═══ DATA SUPPLIED

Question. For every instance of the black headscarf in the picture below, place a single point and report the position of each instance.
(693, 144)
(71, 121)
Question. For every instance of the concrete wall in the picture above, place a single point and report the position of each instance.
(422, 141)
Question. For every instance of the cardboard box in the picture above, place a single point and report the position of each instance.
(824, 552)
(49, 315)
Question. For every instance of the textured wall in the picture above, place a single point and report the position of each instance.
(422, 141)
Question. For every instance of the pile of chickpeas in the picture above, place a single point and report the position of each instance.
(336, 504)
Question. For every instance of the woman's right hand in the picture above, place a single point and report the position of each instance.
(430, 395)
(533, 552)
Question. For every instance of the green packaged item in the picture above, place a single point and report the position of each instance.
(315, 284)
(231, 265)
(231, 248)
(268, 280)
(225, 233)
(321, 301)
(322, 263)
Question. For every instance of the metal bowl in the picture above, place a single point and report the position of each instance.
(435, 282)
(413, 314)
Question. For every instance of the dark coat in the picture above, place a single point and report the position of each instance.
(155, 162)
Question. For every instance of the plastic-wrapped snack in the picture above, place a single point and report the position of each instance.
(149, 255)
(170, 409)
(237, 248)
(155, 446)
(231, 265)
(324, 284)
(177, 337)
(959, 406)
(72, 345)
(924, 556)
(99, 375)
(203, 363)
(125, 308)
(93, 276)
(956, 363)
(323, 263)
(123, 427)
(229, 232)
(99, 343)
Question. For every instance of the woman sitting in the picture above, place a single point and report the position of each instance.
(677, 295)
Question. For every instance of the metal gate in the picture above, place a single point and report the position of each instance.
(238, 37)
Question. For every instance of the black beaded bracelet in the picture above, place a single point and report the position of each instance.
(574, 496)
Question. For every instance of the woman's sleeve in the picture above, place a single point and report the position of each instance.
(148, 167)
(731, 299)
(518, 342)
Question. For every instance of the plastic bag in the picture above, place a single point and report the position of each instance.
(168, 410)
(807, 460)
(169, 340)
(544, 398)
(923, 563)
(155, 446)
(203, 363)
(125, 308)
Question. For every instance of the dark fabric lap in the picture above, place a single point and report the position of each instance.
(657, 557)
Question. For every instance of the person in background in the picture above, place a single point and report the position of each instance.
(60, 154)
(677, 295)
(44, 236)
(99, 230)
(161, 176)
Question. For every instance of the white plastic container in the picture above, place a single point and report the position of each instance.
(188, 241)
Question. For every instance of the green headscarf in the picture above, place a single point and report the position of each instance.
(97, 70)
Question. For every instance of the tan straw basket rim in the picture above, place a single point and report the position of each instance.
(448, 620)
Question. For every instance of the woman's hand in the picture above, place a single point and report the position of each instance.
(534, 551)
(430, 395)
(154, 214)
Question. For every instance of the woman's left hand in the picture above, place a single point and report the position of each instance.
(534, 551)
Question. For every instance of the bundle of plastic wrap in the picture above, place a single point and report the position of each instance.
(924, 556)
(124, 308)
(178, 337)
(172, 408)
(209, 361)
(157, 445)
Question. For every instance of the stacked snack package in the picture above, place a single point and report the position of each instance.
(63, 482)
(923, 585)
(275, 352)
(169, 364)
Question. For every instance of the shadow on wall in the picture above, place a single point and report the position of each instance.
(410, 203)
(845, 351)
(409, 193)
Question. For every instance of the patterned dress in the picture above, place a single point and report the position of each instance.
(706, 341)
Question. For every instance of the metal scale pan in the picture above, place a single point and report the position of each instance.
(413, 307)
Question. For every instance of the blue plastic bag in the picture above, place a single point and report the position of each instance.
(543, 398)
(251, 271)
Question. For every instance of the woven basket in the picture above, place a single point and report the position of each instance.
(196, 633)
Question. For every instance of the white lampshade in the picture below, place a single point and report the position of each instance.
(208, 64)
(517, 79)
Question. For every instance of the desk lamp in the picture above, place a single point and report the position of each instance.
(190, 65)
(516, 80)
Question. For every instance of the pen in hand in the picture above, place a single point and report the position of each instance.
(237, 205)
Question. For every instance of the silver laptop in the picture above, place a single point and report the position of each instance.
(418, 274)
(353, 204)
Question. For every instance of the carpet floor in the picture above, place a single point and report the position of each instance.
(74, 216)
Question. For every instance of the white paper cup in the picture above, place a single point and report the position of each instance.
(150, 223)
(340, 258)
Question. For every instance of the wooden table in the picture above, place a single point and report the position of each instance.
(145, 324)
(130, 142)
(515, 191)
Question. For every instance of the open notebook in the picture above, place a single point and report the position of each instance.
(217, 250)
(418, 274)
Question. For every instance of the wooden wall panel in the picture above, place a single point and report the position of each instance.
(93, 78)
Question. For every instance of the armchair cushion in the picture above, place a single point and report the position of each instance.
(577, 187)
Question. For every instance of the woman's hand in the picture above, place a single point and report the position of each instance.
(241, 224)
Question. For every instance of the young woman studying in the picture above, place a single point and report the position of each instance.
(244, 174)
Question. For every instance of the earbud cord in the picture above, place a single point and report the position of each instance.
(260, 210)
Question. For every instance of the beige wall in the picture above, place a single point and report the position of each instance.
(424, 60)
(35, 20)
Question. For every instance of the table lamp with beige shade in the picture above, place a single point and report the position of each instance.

══════

## YOUR TASK
Using the records above, please retype only the run of lines from the line holding "Question. For every instance of the wooden wall" through the last line, both ends included.

## EXERCISE OUTPUT
Question. For every instance of the wooden wall panel in the picture above, place a single point and report the position of each instance.
(93, 78)
Question. For every instance of the armchair cushion in the picture above, place a single point and report the position of each instance.
(577, 187)
Question. For every instance of the woman's hand in the picture above, place a single point and report the position of each instance.
(241, 224)
Question. For every instance of the young woman studying in the picture above, place a single point and report the position of each instance.
(244, 174)
Question. For every instance of the earbud cord in the picture above, place a single point and report the position of each instance.
(260, 210)
Question. For every instance of the beige wall in the picture above, place a single point and report the position of each instance.
(424, 60)
(35, 20)
Question. For every instance of the table lamp with beige shade in the picture above, place a single point and report the position of each instance.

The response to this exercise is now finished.